Uitspraak 200503269/1


Volledige tekst

200503269/1.
Datum uitspraak: 17 mei 2006

AFDELING
BESTUURSRECHTSPRAAK

Uitspraak op het hoger beroep van:

[appellanten], allen wonend te Nijmegen,

tegen de uitspraak in zaak no. SBR 04/2989 van de rechtbank Utrecht van 2 maart 2005 in het geding tussen:

appellanten

en

het college van burgemeester en wethouders van Nijmegen.

1. Procesverloop

Bij besluit van 24 september 2002 heeft het college van burgemeester en wethouders van Nijmegen (hierna: het college ) besloten, voor zover van belang, door middel van onderborden van het type 0101 als bedoeld in artikel 67, eerste lid, onder c, van het Reglement verkeersregels en verkeerstekens 1990 aan te duiden dat de Beekmansdalseweg in Nijmegen voor fietsers in beide richtingen is opengesteld.

Bij besluit van 25 augustus 2003 heeft het college, voor zover van belang, het daartegen door appellanten gemaakte bezwaar gegrond verklaard.

Appellanten hebben bij de rechtbank Arnhem beroep ingesteld tegen dit besluit. Bij uitspraak van 2 maart 2005, verzonden op 3 maart 2005, heeft de rechtbank Utrecht (hierna: de rechtbank) na op grond van artikel 8:13, eerste lid, tweede volzin, van de Algemene wet bestuursrecht (hierna: de Awb) door de rechtbank Arnhem voor de behandeling van de zaak te zijn verwezen, het beroep niet-ontvankelijk verklaard. Deze uitspraak is aangehecht.

Tegen deze uitspraak hebben appellanten bij brief van 13 april 2005, bij de Raad van State ingekomen op 14 alpril 2005, hoger beroep ingesteld. De gronden zijn aangevuld bij brief van 11 mei 2005. Deze brieven zijn aangehecht.

Bij brief van 30 juni 2005 heeft het college van antwoord gediend.

De zaak is door een meervoudige kamer van de Afdeling verwezen naar een enkelvoudige.

Geëxtraheerde gegevens
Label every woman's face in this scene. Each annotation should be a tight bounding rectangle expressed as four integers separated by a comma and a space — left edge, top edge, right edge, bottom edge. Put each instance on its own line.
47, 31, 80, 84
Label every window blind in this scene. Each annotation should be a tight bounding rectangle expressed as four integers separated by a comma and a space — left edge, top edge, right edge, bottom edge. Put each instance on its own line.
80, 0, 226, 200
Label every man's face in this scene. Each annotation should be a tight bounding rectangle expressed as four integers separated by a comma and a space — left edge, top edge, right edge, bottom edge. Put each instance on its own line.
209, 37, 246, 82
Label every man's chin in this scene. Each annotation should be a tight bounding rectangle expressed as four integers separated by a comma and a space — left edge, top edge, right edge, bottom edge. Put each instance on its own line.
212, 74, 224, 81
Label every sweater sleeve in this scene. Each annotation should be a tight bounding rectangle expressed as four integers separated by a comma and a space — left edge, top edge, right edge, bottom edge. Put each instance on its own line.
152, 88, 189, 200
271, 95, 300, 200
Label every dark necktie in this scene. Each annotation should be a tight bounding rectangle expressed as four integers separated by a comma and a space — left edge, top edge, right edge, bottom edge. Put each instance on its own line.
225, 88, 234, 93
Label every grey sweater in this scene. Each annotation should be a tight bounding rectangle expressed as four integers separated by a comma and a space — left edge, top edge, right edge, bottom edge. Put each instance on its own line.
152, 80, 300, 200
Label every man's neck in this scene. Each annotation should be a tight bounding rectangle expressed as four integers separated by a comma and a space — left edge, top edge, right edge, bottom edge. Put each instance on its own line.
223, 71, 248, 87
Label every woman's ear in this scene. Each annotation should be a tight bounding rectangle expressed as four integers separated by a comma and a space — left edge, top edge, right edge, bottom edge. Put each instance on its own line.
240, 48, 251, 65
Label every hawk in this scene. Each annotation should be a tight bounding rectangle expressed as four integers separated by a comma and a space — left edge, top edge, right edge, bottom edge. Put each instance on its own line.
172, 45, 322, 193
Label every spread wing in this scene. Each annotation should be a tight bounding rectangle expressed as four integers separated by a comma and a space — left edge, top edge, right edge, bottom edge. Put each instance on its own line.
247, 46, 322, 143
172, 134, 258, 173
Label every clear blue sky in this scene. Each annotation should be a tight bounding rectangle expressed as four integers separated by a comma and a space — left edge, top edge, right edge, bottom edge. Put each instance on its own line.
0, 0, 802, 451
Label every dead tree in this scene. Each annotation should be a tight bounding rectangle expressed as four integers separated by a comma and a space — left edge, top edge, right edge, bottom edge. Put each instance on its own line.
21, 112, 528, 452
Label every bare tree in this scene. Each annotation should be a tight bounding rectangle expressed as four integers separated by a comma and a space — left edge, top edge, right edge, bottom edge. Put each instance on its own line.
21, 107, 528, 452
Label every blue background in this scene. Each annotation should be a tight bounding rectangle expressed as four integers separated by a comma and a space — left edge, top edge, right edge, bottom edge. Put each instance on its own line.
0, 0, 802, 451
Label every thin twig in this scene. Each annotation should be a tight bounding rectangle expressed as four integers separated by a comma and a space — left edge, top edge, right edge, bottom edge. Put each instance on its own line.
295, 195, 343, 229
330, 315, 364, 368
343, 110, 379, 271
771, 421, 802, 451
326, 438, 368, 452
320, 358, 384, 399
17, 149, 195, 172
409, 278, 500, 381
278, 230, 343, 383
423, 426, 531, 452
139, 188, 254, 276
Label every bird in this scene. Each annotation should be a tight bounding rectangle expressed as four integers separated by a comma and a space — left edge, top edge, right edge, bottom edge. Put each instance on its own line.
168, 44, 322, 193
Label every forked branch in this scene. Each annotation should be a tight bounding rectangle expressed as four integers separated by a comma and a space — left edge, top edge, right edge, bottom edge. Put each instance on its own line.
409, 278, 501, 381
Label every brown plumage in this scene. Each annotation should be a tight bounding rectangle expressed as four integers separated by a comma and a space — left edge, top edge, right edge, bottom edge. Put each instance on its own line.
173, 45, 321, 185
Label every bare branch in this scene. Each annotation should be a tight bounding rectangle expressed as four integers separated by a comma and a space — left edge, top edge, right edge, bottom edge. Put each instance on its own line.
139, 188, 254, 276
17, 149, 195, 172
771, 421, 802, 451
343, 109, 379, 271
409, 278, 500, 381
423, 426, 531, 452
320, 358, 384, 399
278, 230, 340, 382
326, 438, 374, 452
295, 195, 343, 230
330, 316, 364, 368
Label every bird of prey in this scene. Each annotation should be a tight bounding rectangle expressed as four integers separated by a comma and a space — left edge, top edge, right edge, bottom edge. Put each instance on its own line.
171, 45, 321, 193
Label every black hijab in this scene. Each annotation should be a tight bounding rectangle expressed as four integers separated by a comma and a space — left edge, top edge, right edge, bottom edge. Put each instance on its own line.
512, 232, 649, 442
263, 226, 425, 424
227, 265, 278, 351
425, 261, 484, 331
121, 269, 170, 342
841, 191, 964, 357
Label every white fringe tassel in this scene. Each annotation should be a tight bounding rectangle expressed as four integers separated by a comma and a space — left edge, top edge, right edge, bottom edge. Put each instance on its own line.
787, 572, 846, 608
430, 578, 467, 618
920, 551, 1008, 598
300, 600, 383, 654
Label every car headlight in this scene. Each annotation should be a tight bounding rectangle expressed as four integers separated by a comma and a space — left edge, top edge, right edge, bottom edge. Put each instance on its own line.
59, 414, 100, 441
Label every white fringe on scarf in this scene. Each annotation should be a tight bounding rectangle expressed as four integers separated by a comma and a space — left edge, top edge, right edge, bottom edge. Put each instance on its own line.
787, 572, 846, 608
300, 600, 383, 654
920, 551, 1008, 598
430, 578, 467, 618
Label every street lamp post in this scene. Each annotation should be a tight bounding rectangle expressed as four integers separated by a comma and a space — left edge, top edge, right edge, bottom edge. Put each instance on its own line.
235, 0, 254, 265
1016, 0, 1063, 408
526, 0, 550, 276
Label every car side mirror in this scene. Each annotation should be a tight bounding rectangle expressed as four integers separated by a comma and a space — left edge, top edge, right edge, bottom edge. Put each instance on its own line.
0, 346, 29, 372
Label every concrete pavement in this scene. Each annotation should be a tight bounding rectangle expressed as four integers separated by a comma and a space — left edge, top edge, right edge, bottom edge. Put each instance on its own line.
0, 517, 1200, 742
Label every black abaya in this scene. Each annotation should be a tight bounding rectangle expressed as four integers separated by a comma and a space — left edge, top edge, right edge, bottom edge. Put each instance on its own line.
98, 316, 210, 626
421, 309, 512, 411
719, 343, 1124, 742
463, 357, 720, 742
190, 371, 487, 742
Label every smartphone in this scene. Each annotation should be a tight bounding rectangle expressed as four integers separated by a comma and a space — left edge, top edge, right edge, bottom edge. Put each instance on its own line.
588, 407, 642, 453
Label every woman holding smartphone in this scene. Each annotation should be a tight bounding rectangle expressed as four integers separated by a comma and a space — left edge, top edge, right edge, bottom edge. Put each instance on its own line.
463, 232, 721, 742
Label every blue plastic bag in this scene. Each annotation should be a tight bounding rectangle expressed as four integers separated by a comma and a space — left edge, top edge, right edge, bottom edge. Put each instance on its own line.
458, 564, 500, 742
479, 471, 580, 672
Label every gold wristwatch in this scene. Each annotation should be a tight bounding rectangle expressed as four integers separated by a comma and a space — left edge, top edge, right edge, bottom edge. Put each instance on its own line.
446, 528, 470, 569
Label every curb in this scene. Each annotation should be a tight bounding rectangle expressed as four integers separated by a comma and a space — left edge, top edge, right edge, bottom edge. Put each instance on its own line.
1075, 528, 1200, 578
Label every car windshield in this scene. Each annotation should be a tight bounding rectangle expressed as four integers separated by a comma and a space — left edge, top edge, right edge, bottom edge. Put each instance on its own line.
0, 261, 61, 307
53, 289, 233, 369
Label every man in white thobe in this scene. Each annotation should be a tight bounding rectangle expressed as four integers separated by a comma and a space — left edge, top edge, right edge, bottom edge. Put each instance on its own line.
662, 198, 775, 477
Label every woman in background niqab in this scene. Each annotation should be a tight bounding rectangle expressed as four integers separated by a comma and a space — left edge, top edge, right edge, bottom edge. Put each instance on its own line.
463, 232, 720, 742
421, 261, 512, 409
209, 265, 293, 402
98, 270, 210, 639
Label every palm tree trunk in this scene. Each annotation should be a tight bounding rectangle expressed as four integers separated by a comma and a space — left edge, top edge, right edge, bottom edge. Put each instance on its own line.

Opgaven:
a) Zet de alinea uit de uitspraak die begint met "Appellanten hebben bij de rechtbank Arnhem" om in een korte opsomming met de belangrijkste feiten.
b) Beantwoord aan de hand van de uitspraak de volgende vragen:
(i) Wat is de datum van de uitspraak?
(ii) Op welke datum verklaarde het college het bezwaar van appellanten gegrond?
(iii) Bij brief van welke datum heeft het college van antwoord gediend?
c) Schrijf de uitspraak over de Beekmansdalseweg verder vanaf het punt waar de tekst ophoudt.
De vermeldingen spelen hierbij geen rol.

Antwoorden:
a)
- Appellanten stelden bij de rechtbank Arnhem beroep in tegen het besluit van 25 augustus 2003.
- De rechtbank Arnhem verwees de zaak naar de rechtbank Utrecht op grond van artikel 8:13, eerste lid, tweede volzin, van de Awb.
- De rechtbank Utrecht verklaarde het beroep niet-ontvankelijk bij uitspraak van 2 maart 2005, verzonden op 3 maart 2005.
- Die uitspraak is aangehecht.

b)
(i) 17 mei 2006
(ii) 25 augustus 2003
(iii) 30 juni 2005

c)
De Afdeling heeft de zaak ter zitting behandeld op 21 februari 2006, waar appellanten vertegenwoordigd door [gemachtigde], één der appellanten, en het college, vertegenwoordigd door mr. drs. A.J.C. van der Heijden, werkzaam bij de gemeente Nijmegen, zijn verschenen.

2. Overwegingen

2.1. Ingevolge 7:1, eerste lid, van de Awb dient degene aan wie het recht is toegekend tegen een besluit beroep op een administratieve rechter in te stellen, alvorens dit beroep in te stellen tegen dat besluit een bezwaar te maken, behoudens hier niet aan de orde zijnde uitzonderingen.

2.2. Het aan dit geschil ten grondslag liggende besluit van 25 augustus 2003 strekt, voor zover van belang, tot gegrondverklaring van het tegen het primaire besluit van 24 september 2002 gerichte bezwaar van appellanten. De gegrondverklaring betekent dat, in tegenstelling tot het primaire besluit, geen uitvoering wordt gegeven aan de openstelling van de steile Beekmansdalseweg voor fietsers in beide richtingen, zodat de oorspronkelijke situatie van éénrichtingsverkeer voor fietsers heuvelopwaarts, in stand blijft. Evenzo blijft het heuvelopwaarts gaande motorrijtuigenverkeer, waarop het verkeersbesluit van 24 september 2002 evenwel geen betrekking heeft, toegestaan.

2.3. Appellanten hebben er bezwaar tegen dat het verkeersbesluit van 24 september 2002 niet is gepaard gegaan met een geslotenverklaring voor al het gemotoriseerde verkeer op de Beekmansdalseweg in beide richtingen met uitzondering voor bestemmingsverkeer. Openstelling voor fietsverkeer heuvelopwaarts en -afwaarts en geslotenverklaring voor al het gemotoriseerde verkeer, met uitzondering voor bestemmingsverkeer, zijn volgens appellanten in goede besluitvorming onverbrekelijk met elkaar verbonden.

Het in de bezwaarfase naar voren gebrachte bezwaar van appellanten betreffende het achterwege laten van een geslotenverklaring voor gemotoriseerd verkeer en het verzoek daartoe alsnog te besluiten is door het college als een verzoek om een primair besluit aangemerkt. Dit verzoek is afgewezen, waartegen de mogelijkheid tot het indienen van een bezwaarschrift is opengesteld.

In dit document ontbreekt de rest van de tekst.